+++ DATA EXTRACT

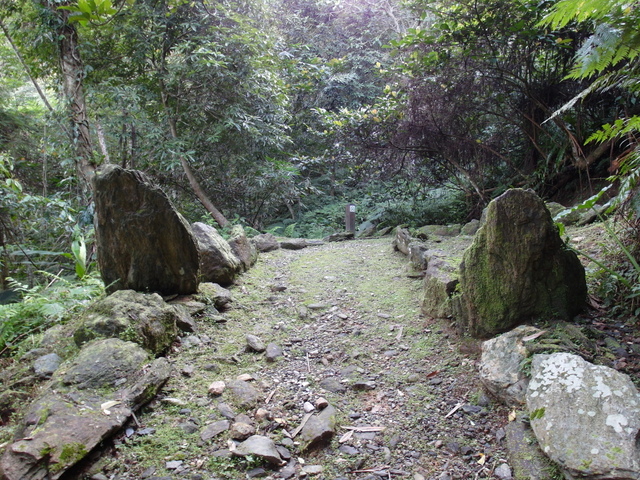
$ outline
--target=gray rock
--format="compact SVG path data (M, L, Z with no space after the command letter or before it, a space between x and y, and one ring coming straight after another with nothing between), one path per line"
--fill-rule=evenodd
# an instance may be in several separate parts
M33 371L41 378L49 378L58 370L62 359L57 353L49 353L38 357L33 363Z
M371 380L358 381L351 385L351 388L359 391L374 390L376 388L376 382L373 382Z
M394 250L397 250L405 255L409 255L409 244L413 241L409 230L406 228L396 228L396 235L391 243Z
M411 242L409 244L409 261L411 261L413 268L426 270L429 264L428 250L429 247L422 242Z
M258 261L258 249L247 238L242 225L234 225L229 234L229 246L233 254L240 260L242 269L249 270Z
M444 252L429 250L427 269L424 272L422 313L433 318L449 318L453 315L451 298L458 287L458 266L452 259L444 258Z
M179 316L176 307L165 303L157 293L119 290L83 313L73 338L82 346L96 338L116 337L159 354L176 339Z
M240 443L235 450L231 452L238 457L246 457L253 455L263 458L267 462L274 465L284 465L284 461L278 453L275 443L270 438L262 435L253 435Z
M300 450L316 450L328 445L336 434L336 415L336 409L329 405L309 418L300 432Z
M222 432L226 432L227 430L229 430L229 426L229 420L219 420L217 422L210 423L209 425L205 426L200 432L200 439L203 442L211 440L212 438L220 435Z
M267 349L267 347L265 347L264 345L264 342L260 339L260 337L257 337L256 335L248 333L247 335L245 335L245 339L247 340L247 348L249 348L249 350L262 353Z
M338 451L344 453L345 455L358 455L360 450L356 447L352 447L351 445L340 445L338 447Z
M265 355L265 359L267 362L275 362L278 357L283 355L282 348L276 345L275 343L270 343L267 345L267 353Z
M511 480L513 478L511 475L511 468L506 463L498 465L493 473L500 480Z
M191 227L141 172L105 165L94 179L96 248L108 293L190 294L199 256Z
M358 226L358 230L356 231L356 237L358 238L372 237L375 233L376 233L376 225L373 222L367 220Z
M539 332L535 327L521 325L482 343L480 381L506 405L522 406L525 403L529 379L522 371L522 362L529 353L522 339Z
M324 237L322 240L325 242L344 242L346 240L353 240L355 238L355 232L338 232Z
M192 301L185 304L173 305L176 311L176 327L181 332L193 333L198 325L191 315L203 313L207 306L204 303Z
M133 375L149 359L149 354L133 342L117 338L88 343L65 369L59 369L54 382L78 389L113 388L120 379Z
M496 432L496 439L506 437L507 457L518 480L552 480L549 459L540 450L531 428L522 420L507 423L504 431Z
M220 402L218 404L218 412L220 412L220 415L224 418L228 418L229 420L234 420L236 418L236 412L234 412L231 405L227 403Z
M280 242L271 233L262 233L251 239L259 252L272 252L280 248Z
M631 379L568 353L535 355L531 427L572 478L640 478L640 394Z
M28 408L16 435L18 440L6 447L0 459L3 480L58 479L120 430L132 412L164 385L170 372L167 360L159 358L145 371L129 372L125 388L105 396L94 391L46 391Z
M460 233L462 235L475 235L479 228L480 228L480 220L477 220L474 218L473 220L469 221L462 227L462 230L460 230Z
M256 433L256 427L247 422L234 422L229 429L229 436L234 440L246 440Z
M233 303L231 292L217 283L201 283L198 287L197 297L204 302L213 304L219 310L225 310L229 304Z
M308 244L304 238L287 238L280 240L280 248L283 250L302 250L307 247Z
M242 271L242 263L234 255L229 243L218 231L196 222L191 227L200 252L200 278L203 282L230 285Z
M262 395L253 385L242 380L233 380L227 385L236 402L243 408L254 408Z
M320 387L333 393L344 393L347 391L347 387L340 383L340 380L335 377L320 380Z
M564 247L544 202L511 189L491 201L460 265L458 320L488 337L531 318L571 319L585 306L584 267Z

++++++

### TASK ITEM
Only the records, copied exactly and without pictures, should make up the answer.

### REPLY TO THE EXERCISE
$ outline
--target=gray rock
--format="compact SVG path data (M, L, Z with no space after the command letter or before it, a space between x and y, and one ring coming straight after another with nothing between), one path per line"
--fill-rule=evenodd
# an instance may be in several separate parts
M33 371L41 378L49 378L58 370L62 359L57 353L49 353L38 357L33 363Z
M371 380L358 381L351 385L351 388L359 391L374 390L376 388L376 382L373 382Z
M394 250L397 250L405 255L409 255L409 244L413 241L409 230L406 228L396 228L396 235L391 243Z
M411 242L409 244L409 261L411 261L413 268L426 270L429 264L428 250L429 247L422 242Z
M258 261L258 249L247 238L242 225L234 225L229 234L229 246L233 254L240 260L242 269L249 270Z
M444 252L429 250L427 269L424 272L422 313L433 318L449 318L453 315L451 298L458 287L458 266L452 259L444 258Z
M179 316L176 307L165 303L157 293L119 290L83 313L73 338L82 346L96 338L116 337L159 354L176 339Z
M240 443L235 450L231 452L238 457L246 457L253 455L263 458L267 462L274 465L284 465L284 461L278 453L275 443L270 438L262 435L253 435Z
M300 450L316 450L328 445L336 434L336 415L336 409L329 405L309 418L300 432Z
M222 432L226 432L227 430L229 430L229 426L229 420L219 420L217 422L210 423L209 425L205 426L200 432L200 439L203 442L211 440L212 438L220 435Z
M267 349L267 347L265 347L264 345L264 342L260 339L260 337L257 337L256 335L248 333L247 335L245 335L245 339L247 340L247 348L249 348L249 350L262 353Z
M338 451L344 453L345 455L358 455L360 450L356 447L352 447L351 445L340 445L338 447Z
M265 355L265 359L267 362L275 362L278 357L283 355L282 348L276 345L275 343L270 343L267 345L267 353Z
M511 480L513 478L511 475L511 468L506 463L498 465L493 473L500 480Z
M191 227L141 172L105 165L94 179L96 248L108 293L190 294L199 256Z
M358 226L358 230L356 231L356 237L358 238L372 237L375 233L376 233L376 225L373 222L367 220Z
M539 332L535 327L521 325L482 343L480 381L506 405L522 406L525 403L529 379L522 371L522 362L529 353L522 339Z
M324 237L322 240L325 242L344 242L346 240L353 240L355 238L355 232L338 232Z
M192 301L185 304L173 305L176 311L176 327L181 332L193 333L198 325L191 315L203 313L207 306L204 303Z
M133 375L149 359L149 354L133 342L117 338L88 343L65 369L59 369L54 382L78 389L113 388L120 379Z
M496 432L496 439L506 437L507 457L518 480L552 480L549 459L540 450L531 428L522 420L507 423L504 431Z
M220 402L218 404L218 412L220 412L220 415L224 418L228 418L229 420L234 420L236 418L236 412L234 412L231 405L227 403Z
M280 242L271 233L262 233L251 239L259 252L272 252L280 248Z
M631 379L568 353L535 355L531 427L572 478L640 478L640 394Z
M28 408L16 435L18 440L6 447L0 459L3 480L58 479L120 430L132 412L164 385L170 372L167 360L159 358L145 371L129 372L125 388L105 396L94 391L46 391Z
M460 233L462 235L475 235L479 228L480 228L480 220L477 220L474 218L473 220L469 221L462 227L462 230L460 230Z
M256 433L256 427L247 422L234 422L229 429L229 436L234 440L246 440Z
M233 303L231 292L217 283L201 283L198 287L197 297L204 302L213 304L219 310L225 310L229 304Z
M308 244L304 238L287 238L280 240L280 248L283 250L302 250L307 247Z
M242 271L242 263L234 255L229 243L218 231L196 222L191 227L200 252L200 278L203 282L230 285Z
M262 395L253 385L242 380L233 380L227 385L236 402L243 408L254 408Z
M320 387L333 393L344 393L347 391L347 387L340 383L340 380L335 377L320 380Z
M564 247L544 202L511 189L491 201L460 265L458 320L488 337L531 318L571 319L585 306L584 267Z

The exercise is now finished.